→ 本文:
:::::
近年、人事領域で注目度が高まっている「オフボーディング」。この言葉を初めて耳にする方もいるかもしれません。オフボーディングとは、従業員が企業を退職する際に実施される一連のプロセスや体験設計のことを指します。単なる事務手続きに留まらず、退職する従業員との良好な関係を維持し、未来の資産へとつなげるための戦略的な取り組みとして重要視されています。

この概念をより深く理解するために、まずはその基本的な意味と、対義語である「オンボーディング」との違いから詳しく見ていきましょう。

オフボーディングの基本的な意味

オフボーディング(Off-boarding)とは、従業員が退職を申し出てから、最終出社日を迎え、退職後に至るまでの一連のプロセス全体を指す言葉です。具体的には、退職面談の実施、業務の引き継ぎ、貸与品の返却、社会保険などの事務手続き、そして退職後の関係性構築まで、非常に幅広い活動が含まれます。

従来、退職プロセスは必要な事務手続きを滞りなく済ませることが主な目的でした。しかし、オフボーディングでは、従業員が「この会社で働けて良かった」と感じ、ポジティブな印象を持ったまま円満に退職できるような「体験」を提供することに重きを置いています。この従業員体験(EX:Employee Experience)の最終フェーズを丁寧に設計することが、オフボーディングの核となる考え方です。

オンボーディングとの決定的な違い

オフボーディングを理解する上で欠かせないのが、対義語である「オンボーディング(On-boarding)」との比較です。オンボーディングは、新入社員や中途採用者が入社後、組織にスムーズに馴染み、早期に能力を発揮できるよう支援するプロセスを指し、多くの企業で導入されています。
:::::
→ 記録データ:
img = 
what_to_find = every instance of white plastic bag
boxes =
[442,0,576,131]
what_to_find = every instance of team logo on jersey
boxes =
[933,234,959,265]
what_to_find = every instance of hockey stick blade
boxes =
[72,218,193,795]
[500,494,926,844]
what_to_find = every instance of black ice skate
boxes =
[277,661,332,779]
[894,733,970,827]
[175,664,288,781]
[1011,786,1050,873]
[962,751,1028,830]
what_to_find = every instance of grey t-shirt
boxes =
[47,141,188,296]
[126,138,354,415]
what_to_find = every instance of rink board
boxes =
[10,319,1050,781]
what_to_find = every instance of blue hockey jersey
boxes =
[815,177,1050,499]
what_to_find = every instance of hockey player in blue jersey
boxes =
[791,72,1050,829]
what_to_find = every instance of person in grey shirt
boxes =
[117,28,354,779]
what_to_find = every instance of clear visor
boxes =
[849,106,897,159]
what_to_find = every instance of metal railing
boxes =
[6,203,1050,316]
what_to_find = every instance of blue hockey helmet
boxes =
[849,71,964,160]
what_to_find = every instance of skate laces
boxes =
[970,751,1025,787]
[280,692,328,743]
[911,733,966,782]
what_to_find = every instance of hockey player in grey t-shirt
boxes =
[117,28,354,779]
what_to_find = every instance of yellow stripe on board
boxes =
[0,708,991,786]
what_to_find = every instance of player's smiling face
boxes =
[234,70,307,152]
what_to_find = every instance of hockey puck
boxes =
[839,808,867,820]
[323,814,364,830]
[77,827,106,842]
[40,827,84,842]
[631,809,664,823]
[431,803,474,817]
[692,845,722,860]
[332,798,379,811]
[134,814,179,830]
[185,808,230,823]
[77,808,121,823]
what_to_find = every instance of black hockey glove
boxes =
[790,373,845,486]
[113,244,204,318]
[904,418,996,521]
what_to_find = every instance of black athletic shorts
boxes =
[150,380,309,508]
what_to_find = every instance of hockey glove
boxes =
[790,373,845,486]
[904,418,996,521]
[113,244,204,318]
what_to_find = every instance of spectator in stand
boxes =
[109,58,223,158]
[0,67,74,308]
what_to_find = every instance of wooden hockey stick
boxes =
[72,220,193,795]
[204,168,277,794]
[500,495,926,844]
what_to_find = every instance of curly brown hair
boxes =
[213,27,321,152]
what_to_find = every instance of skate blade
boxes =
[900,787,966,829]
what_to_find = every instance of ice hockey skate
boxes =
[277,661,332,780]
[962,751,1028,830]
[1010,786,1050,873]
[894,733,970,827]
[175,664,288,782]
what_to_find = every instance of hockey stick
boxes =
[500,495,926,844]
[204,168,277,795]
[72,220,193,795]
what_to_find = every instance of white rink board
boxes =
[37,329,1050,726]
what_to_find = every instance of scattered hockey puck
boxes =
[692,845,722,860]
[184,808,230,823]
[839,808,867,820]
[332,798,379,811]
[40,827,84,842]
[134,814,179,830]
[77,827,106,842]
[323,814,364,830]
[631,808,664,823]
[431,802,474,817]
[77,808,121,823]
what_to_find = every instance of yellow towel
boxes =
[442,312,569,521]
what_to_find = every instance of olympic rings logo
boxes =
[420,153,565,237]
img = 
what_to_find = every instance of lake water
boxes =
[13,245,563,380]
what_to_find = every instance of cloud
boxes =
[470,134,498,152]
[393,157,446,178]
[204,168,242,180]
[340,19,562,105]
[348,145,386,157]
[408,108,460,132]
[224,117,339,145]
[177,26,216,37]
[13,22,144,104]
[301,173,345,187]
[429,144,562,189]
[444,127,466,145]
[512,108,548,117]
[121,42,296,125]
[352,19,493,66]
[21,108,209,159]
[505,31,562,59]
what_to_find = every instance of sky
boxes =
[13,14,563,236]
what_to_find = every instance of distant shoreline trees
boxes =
:::::
→ 課題 A: 本文では、オフボーディングの核となる考え方を何だと述べていますか。
→ 課題 B: 本文のうち「この概念をより深く理解するた」から「くの企業で導入されています。」までの部分を、一字も変えずに書き写してください。

→ 期待出力 A: 従業員体験(EX)の最終フェーズを丁寧に設計することです。

→ 期待出力 B:
この概念をより深く理解するために、まずはその基本的な意味と、対義語である「オンボーディング」との違いから詳しく見ていきましょう。

オフボーディングの基本的な意味

オフボーディング(Off-boarding)とは、従業員が退職を申し出てから、最終出社日を迎え、退職後に至るまでの一連のプロセス全体を指す言葉です。具体的には、退職面談の実施、業務の引き継ぎ、貸与品の返却、社会保険などの事務手続き、そして退職後の関係性構築まで、非常に幅広い活動が含まれます。

従来、退職プロセスは必要な事務手続きを滞りなく済ませることが主な目的でした。しかし、オフボーディングでは、従業員が「この会社で働けて良かった」と感じ、ポジティブな印象を持ったまま円満に退職できるような「体験」を提供することに重きを置いています。この従業員体験(EX:Employee Experience)の最終フェーズを丁寧に設計することが、オフボーディングの核となる考え方です。

オンボーディングとの決定的な違い

オフボーディングを理解する上で欠かせないのが、対義語である「オンボーディング(On-boarding)」との比較です。オンボーディングは、新入社員や中途採用者が入社後、組織にスムーズに馴染み、早期に能力を発揮できるよう支援するプロセスを指し、多くの企業で導入されています。